Coordinate annotation records:

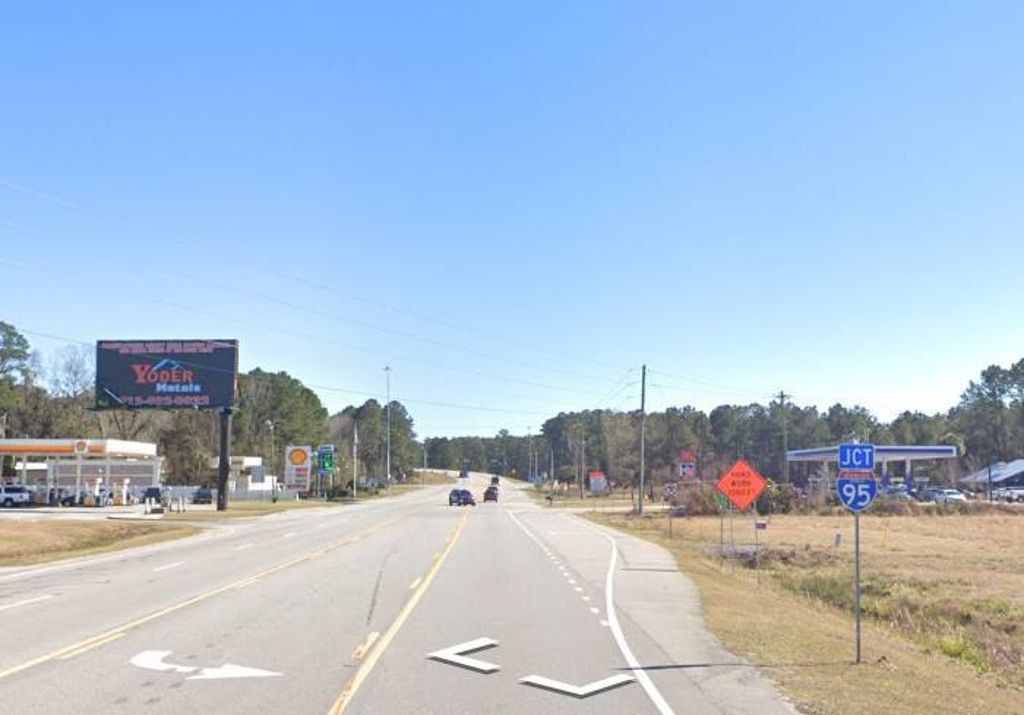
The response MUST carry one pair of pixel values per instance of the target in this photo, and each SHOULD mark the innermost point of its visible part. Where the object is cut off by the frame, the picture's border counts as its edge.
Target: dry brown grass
(929, 574)
(25, 542)
(246, 509)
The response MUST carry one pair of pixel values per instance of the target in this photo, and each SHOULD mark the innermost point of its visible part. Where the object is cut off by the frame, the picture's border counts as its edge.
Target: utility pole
(529, 453)
(643, 426)
(785, 438)
(551, 475)
(355, 458)
(223, 462)
(583, 458)
(387, 371)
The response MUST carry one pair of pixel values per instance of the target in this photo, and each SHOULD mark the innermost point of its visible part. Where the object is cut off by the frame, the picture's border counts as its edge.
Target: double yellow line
(376, 649)
(115, 633)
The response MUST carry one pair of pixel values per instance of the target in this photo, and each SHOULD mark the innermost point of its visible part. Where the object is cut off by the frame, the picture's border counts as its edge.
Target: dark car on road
(461, 497)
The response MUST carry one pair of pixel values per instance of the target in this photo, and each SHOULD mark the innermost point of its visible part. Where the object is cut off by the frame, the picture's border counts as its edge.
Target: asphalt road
(340, 610)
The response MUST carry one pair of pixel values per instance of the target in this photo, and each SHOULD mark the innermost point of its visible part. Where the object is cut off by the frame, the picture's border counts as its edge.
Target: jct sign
(856, 457)
(166, 374)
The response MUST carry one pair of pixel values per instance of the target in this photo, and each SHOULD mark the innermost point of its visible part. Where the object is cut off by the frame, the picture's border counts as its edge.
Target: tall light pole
(529, 453)
(269, 425)
(785, 438)
(643, 426)
(355, 458)
(387, 372)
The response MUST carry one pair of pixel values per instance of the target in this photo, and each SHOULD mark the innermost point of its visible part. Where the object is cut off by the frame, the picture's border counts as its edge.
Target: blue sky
(514, 206)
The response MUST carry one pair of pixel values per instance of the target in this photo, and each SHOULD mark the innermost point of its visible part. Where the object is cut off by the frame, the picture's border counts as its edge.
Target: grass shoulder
(941, 618)
(26, 542)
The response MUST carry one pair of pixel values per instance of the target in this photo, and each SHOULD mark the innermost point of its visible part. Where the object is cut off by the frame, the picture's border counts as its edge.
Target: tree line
(52, 398)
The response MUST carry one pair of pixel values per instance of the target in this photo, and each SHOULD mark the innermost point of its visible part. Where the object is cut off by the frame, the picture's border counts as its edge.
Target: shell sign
(298, 460)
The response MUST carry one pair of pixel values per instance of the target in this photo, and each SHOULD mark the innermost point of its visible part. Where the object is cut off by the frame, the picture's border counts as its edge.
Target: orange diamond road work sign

SHORT PROBLEM:
Without the pictures, restate all of the entries above verbatim.

COMPLETE ANSWER:
The response MUST carry one pair of pixel values per instance of the target in this photo, and each SHOULD mark the innermost point of its visible part. Where the object is cut off by the frame, the picture's border counts as its edge.
Target: dry brown grass
(929, 574)
(25, 542)
(246, 509)
The response MUST carry one pair of pixel values per instance of the target in this photo, and each SHOULD mark the innermost point of its visible part. Where the object is cut off by the frame, the picture's border counts as its edge.
Target: utility pole
(529, 453)
(643, 426)
(785, 438)
(551, 475)
(355, 458)
(223, 462)
(583, 458)
(387, 371)
The response MUST carry one pair of pixel values per instance of the target in this photo, and each SHOULD mark the innermost point of its visible part. Where the object is cut off by the frame, the picture's border counts as its edge.
Target: double yellow line
(376, 649)
(115, 633)
The response MUST carry one pair of pixel values per instance of the target in this photo, and each SHOULD mark the innermost point of its visible part. Where the object is cut off by the frame, the picture's border counts as its edge.
Target: dark car on road
(461, 497)
The response MUST carry one pair of pixel values per instance of the target in this photo, and each SHOULD mark the innermost point of its visible part. Where the object is cut off by the frame, the picture's border counts as its edge.
Target: asphalt road
(340, 610)
The response MUST carry one pair of pixel values per instance of the target in this photo, and each SHOULD mark the innermost point of its visible part. Where the object is cut off by the frame, the picture's border counts as its edge.
Target: jct sign
(856, 457)
(166, 374)
The response MUST carry one pair of pixel values per instance of the target in this photo, and each SHOULD mark the innermost point of its visible part. Where the object is cut off by the frame, the picture's border counts as its edge.
Target: tall light pole
(529, 453)
(269, 425)
(785, 438)
(643, 426)
(355, 458)
(387, 372)
The response MUST carry one pair of pixel values per instance of the target in this photo, and each SHOULD mark the innermost point of its visible part. Where the object is cut off by the frame, the picture's border counts as its edge.
Target: blue sky
(514, 206)
The response MUST carry one pair of pixel values per instance of the target in this photo, and each SHOULD mark the innermost point of its visible part. Where the object is cut off by the frame, the picture's border counts as its edge.
Target: grass shoulder
(941, 618)
(26, 542)
The response MUST carry one pair of pixel values per instance of the target in this photo, and each SHOULD mark the innermost point of its visible part. Where the object is cut off by the frame, the picture's border counts as its edge.
Target: tree line
(52, 398)
The response MUST carry one pair of pixel values per instance of the target in this photo, and each SHOULD mark the innermost point of its visible part. Where the object is cut off by the frame, the picture's border counts as its edge.
Target: shell sign
(298, 460)
The response MUST carry one pair of pixel values per instance of the target in this photo, and each SHOULD mark the innermost point of its visible part. Where the object is cut off by the frame, the picture's border counts as its edge.
Target: orange diamond road work sign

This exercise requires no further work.